--- Start ---
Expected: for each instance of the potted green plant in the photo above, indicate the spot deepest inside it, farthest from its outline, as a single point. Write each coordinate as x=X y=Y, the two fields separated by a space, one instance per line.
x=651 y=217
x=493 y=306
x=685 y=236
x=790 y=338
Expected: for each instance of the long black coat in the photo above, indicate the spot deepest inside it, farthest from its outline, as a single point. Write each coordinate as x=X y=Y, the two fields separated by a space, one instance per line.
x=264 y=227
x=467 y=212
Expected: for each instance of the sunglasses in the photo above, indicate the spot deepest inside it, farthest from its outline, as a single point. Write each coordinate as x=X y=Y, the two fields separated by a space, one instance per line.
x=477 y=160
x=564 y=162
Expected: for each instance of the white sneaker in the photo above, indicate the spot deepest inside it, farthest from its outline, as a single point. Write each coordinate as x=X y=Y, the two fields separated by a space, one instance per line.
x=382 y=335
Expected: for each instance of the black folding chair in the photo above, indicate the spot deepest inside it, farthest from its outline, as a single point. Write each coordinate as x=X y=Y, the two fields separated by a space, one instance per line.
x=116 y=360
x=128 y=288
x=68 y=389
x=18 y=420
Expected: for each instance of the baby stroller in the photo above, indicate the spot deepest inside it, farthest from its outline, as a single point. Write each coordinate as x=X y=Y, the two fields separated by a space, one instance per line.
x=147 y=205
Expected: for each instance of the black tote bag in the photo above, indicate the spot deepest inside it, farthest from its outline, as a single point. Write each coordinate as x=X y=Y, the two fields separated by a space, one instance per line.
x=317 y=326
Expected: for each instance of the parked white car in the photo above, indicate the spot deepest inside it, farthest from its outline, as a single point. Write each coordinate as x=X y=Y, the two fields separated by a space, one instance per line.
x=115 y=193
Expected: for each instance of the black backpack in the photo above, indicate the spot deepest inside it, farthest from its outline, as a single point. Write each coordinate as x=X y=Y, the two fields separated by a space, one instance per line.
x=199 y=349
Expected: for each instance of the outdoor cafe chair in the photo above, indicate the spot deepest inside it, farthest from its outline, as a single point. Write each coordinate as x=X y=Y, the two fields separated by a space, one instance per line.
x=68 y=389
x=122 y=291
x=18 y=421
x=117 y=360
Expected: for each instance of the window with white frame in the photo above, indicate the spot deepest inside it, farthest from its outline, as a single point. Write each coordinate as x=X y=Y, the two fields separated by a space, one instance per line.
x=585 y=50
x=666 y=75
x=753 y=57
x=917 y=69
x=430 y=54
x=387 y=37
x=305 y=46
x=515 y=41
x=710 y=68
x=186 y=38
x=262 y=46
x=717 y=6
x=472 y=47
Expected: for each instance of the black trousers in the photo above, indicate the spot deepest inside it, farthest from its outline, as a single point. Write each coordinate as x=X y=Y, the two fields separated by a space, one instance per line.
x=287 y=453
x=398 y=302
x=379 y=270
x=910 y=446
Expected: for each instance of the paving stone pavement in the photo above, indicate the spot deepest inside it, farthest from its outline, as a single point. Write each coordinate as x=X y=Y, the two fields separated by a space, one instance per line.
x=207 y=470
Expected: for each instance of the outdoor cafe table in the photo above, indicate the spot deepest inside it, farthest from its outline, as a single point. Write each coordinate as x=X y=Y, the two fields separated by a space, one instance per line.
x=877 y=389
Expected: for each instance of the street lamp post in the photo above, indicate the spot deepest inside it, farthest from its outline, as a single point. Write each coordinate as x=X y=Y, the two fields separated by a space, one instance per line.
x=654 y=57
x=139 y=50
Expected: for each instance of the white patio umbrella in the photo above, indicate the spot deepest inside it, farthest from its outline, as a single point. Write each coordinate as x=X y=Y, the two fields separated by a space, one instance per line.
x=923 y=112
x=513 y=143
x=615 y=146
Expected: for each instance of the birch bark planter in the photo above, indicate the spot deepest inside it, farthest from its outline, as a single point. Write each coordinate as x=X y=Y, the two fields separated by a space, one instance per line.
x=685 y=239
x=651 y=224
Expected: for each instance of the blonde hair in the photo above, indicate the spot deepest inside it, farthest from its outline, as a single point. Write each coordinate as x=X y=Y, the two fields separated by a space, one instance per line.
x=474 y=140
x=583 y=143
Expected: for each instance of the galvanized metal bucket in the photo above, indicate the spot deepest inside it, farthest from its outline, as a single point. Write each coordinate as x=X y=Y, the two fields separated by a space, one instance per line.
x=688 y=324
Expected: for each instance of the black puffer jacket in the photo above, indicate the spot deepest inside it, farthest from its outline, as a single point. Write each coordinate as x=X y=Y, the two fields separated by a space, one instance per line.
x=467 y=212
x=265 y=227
--- End ---
Work to be completed :: Print all of the lines above again, word for word and in the same order, without changing anything.

Response to this exercise ::
Expected: for each instance of the potted green plant in the photo above, indicate the spot deepest inside it, farthest from its outline, as a single point. Write each coordinate as x=X y=Y, the two fields separated by a space, one instance per line.
x=651 y=217
x=493 y=306
x=685 y=236
x=790 y=338
Expected: for each instance of the long black coat in the photo above, indicate the spot deepest inside it, farthest from its outline, as a single point. Write each coordinate as x=X y=Y, the two fields separated by a space, one instance per line.
x=264 y=227
x=467 y=212
Expected: for each instance of the sunglasses in the photo above, indicate the spot deepest inside it, farthest from its outline, as a single point. Write each coordinate as x=X y=Y, the two fields separated by a space, one instance per line.
x=477 y=160
x=564 y=162
Expected: for each instance of the white sneaker in the photo above, indicate the spot deepest inside it, farthest from its outline, as a single point. Write each coordinate as x=X y=Y, the two fields separated by a space, one instance per line.
x=382 y=335
Expected: for each instance of the black folding chair in the photo above, indicate the spot deepest inside it, farthest from its outline, as a single point. Write each coordinate as x=X y=Y, the two fields separated by a space, one instance per line.
x=116 y=360
x=128 y=288
x=68 y=389
x=18 y=420
Expected: for each instance of the baby stroller in the photo above, indicate the spot deepest inside it, farthest from its outline, as a single point. Write each coordinate as x=X y=Y, the two fields separated by a space, one instance per line.
x=147 y=205
Expected: for each instance of the black tote bag in the photo above, indicate the spot deepest inside it, farthest from its outline, as a single point. Write each coordinate as x=X y=Y, the two fields separated by a space, one instance per line.
x=317 y=326
Expected: for each instance of the parked white car in the photo above, indicate the spot deepest inside it, farthest from its outline, as a single point. Write each coordinate as x=X y=Y, the two fields separated by a space, one instance per line.
x=115 y=193
Expected: for each instance of the black backpack in the photo above, indicate the spot deepest inside it, farthest from its outline, as a single point. Write each coordinate as x=X y=Y, the two fields separated by a space, one instance per line.
x=199 y=349
Expected: for each instance of the outdoor cafe chair in the photo above, indicate the spot deepest inside it, farthest from its outline, as a single point. Write each coordinate as x=X y=Y, the two fields separated by a space, one instance per line.
x=68 y=389
x=122 y=291
x=18 y=421
x=117 y=360
Expected: for each instance of the window with white frame in the photo above, indicate the spot deepest inside it, farthest from its outline, as a single point. Write each coordinate as x=X y=Y, the two fields separated by a space, one instance per line.
x=585 y=50
x=666 y=75
x=753 y=57
x=917 y=69
x=430 y=54
x=387 y=37
x=305 y=46
x=515 y=41
x=710 y=68
x=186 y=38
x=262 y=46
x=717 y=6
x=472 y=47
Expected: for each instance of the black trousers in the photo above, indicate the spot deepest inside it, farthest from its outline, as a single point. Write each coordinate as x=X y=Y, the two fields separated by a space, one instance per line.
x=287 y=453
x=398 y=302
x=379 y=270
x=910 y=446
Expected: for each instance of the paving stone pavement in the photo above, indicate the spot deepest inside it, farthest from its outline, as a single point. Write each coordinate as x=X y=Y, the two fields separated by a space, one instance per line.
x=207 y=470
Expected: for each instance of the outdoor cafe table in the photo above, indicate the spot deepest inside it, farthest from its outline, as a single point. Write each coordinate as x=X y=Y, the two fields separated by a space, one instance per line.
x=877 y=389
Expected: for each instance of the street lamp post in the photo above, indicate the spot deepest inside it, farthest from its outline, as a single point. Write each coordinate as x=X y=Y, the two fields separated by a space, one instance per line.
x=654 y=57
x=139 y=50
Expected: for each instance of the white patio umbrella in the photo above, indicate the spot deepest inside it, farthest from its outline, as a single point. Write each coordinate as x=X y=Y, the two fields separated by a space, one instance per line.
x=923 y=112
x=513 y=143
x=615 y=146
Expected: for each instance of the birch bark planter in the photo above, indicate the spot deepest inside it, farthest from its outline, as a single point. Write each coordinate as x=X y=Y, the two fields separated by a space, one instance per line.
x=685 y=239
x=651 y=224
Expected: for each instance of the blonde hair in the photo above, indicate the spot deepest inside it, farthest from its outline, as a single point. Write each coordinate as x=X y=Y, the two fields separated by a space, one instance per line.
x=474 y=140
x=583 y=143
Expected: for each instance of the galvanized metal bucket in the photo above, indicate the spot deepest inside it, farthest from its outline, as a single point. Write each coordinate as x=X y=Y, the two fields separated by a space, one instance per line.
x=688 y=324
Expected: for each instance of the black puffer jacket in the photo above, indicate the spot deepest inside it, farthest from its outline, as a single point. Write each coordinate as x=X y=Y, the two fields separated by a space, one instance per line.
x=467 y=212
x=265 y=227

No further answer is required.